__Selected text__:

The types of selection mechanism may include a type of selection mechanism based on random selection of radio resources. In addition or as an alternative, the types of selection mechanism may include a type of selection mechanism based on sensing of the resource pool to estimate a future occupation status of radio resources in the resource pool. In addition or as an alternative, the types of selection mechanism may include a type of selection mechanism based on partial sensing of the resource pool to estimate a future occupation status of radio resources in the resource pool. In addition or as an alternative, the types of selection mechanism may include a type of selection mechanism based on network controlled selection of radio resources.

As for example illustrated in FIG. 4, the subsets may be distinct in frequency domain. However, they could also be distinguished in the time domain.

At step 820, the node may configure at least one of the wireless communication devices to perform prioritization of the subsets and select at least one radio resource from the resource pool based on the prioritization of the subsets. The prioritization depends on which of the multiple types of selection mechanisms is applied by the respective wireless communication device for selection of radio resources for D2D transmissions. For example, the wireless communication device may prioritize that subset which to which the type of selection mechanism applied by the wireless communication device is associated.

In some scenarios, the prioritization of the subsets may involve prioritizing selection from the subset associated with the type of selection mechanism applied by the wireless communication device over selection from one or more of the other subsets, e.g., associated with another type of selection mechanism.

(Collected data)

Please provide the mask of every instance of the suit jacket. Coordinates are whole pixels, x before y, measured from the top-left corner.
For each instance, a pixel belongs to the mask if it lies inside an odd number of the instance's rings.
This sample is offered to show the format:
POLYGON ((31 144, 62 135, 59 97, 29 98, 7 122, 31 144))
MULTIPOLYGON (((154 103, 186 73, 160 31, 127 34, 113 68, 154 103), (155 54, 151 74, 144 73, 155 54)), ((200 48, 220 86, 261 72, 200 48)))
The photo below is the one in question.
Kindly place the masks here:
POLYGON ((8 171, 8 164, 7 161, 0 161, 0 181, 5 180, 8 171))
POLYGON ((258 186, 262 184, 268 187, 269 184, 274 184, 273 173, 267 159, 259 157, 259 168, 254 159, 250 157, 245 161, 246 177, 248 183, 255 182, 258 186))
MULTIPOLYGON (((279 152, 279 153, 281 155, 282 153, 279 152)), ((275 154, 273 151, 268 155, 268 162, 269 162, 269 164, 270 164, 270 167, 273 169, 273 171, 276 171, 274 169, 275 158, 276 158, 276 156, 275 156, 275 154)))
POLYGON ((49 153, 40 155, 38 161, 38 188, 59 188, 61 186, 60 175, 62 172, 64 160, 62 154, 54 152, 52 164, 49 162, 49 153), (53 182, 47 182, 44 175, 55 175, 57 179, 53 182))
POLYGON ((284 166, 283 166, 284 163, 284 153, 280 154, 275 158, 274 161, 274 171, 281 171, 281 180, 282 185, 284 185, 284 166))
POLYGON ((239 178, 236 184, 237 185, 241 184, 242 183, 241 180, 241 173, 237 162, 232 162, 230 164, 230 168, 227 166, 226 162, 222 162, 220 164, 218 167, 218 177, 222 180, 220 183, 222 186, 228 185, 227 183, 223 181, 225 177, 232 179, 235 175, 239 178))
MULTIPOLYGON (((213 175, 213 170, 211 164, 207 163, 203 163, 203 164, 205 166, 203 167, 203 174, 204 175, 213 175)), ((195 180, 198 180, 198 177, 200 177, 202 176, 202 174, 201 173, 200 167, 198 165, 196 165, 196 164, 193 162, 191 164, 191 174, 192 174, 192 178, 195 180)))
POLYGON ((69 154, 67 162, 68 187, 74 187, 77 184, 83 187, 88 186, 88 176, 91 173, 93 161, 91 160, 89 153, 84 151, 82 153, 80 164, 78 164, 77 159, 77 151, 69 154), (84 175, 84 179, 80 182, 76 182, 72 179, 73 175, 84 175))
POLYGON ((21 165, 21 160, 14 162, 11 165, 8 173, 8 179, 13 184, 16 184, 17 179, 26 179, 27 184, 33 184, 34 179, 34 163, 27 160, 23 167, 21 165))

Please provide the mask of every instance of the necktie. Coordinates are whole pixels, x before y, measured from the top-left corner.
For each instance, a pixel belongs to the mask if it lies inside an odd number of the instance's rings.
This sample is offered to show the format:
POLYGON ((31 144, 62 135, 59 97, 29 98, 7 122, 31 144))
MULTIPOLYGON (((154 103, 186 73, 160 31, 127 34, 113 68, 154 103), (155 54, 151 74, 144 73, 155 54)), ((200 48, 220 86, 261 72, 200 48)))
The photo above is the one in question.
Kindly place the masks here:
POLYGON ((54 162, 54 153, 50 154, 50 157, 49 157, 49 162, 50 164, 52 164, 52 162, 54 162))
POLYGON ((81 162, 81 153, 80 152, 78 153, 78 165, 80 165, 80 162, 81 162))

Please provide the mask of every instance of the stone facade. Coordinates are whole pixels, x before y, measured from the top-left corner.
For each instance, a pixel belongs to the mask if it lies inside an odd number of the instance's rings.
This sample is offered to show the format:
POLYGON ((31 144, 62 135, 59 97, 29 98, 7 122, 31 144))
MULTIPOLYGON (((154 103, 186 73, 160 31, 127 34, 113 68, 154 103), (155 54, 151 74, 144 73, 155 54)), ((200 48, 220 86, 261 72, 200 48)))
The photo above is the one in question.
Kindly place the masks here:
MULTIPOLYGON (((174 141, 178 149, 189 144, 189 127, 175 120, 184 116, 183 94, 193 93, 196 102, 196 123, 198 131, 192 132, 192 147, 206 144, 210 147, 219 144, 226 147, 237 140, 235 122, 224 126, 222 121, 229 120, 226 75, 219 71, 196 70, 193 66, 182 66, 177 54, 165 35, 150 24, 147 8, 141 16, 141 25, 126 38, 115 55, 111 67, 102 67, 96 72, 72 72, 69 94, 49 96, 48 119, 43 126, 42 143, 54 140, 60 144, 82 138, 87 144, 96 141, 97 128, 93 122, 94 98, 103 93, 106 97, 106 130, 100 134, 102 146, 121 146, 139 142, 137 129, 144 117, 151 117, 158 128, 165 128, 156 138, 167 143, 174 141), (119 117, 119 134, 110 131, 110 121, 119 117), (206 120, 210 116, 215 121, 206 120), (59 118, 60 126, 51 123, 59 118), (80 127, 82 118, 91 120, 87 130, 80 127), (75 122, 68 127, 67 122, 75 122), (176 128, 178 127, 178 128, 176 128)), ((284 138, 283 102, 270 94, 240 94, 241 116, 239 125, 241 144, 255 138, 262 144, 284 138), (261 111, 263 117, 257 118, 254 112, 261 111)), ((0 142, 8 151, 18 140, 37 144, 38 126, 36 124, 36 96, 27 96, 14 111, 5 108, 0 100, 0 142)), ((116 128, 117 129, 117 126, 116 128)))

__What the exercise asks__:
Reproduce the entire passage on selection mechanisms for radio resources word for word. The listing plays no part in this work.

__Output of the task__:
The types of selection mechanism may include a type of selection mechanism based on random selection of radio resources. In addition or as an alternative, the types of selection mechanism may include a type of selection mechanism based on sensing of the resource pool to estimate a future occupation status of radio resources in the resource pool. In addition or as an alternative, the types of selection mechanism may include a type of selection mechanism based on partial sensing of the resource pool to estimate a future occupation status of radio resources in the resource pool. In addition or as an alternative, the types of selection mechanism may include a type of selection mechanism based on network controlled selection of radio resources.

As for example illustrated in FIG. 4, the subsets may be distinct in frequency domain. However, they could also be distinguished in the time domain.

At step 820, the node may configure at least one of the wireless communication devices to perform prioritization of the subsets and select at least one radio resource from the resource pool based on the prioritization of the subsets. The prioritization depends on which of the multiple types of selection mechanisms is applied by the respective wireless communication device for selection of radio resources for D2D transmissions. For example, the wireless communication device may prioritize that subset which to which the type of selection mechanism applied by the wireless communication device is associated.

In some scenarios, the prioritization of the subsets may involve prioritizing selection from the subset associated with the type of selection mechanism applied by the wireless communication device over selection from one or more of the other subsets, e.g., associated with another type of selection mechanism.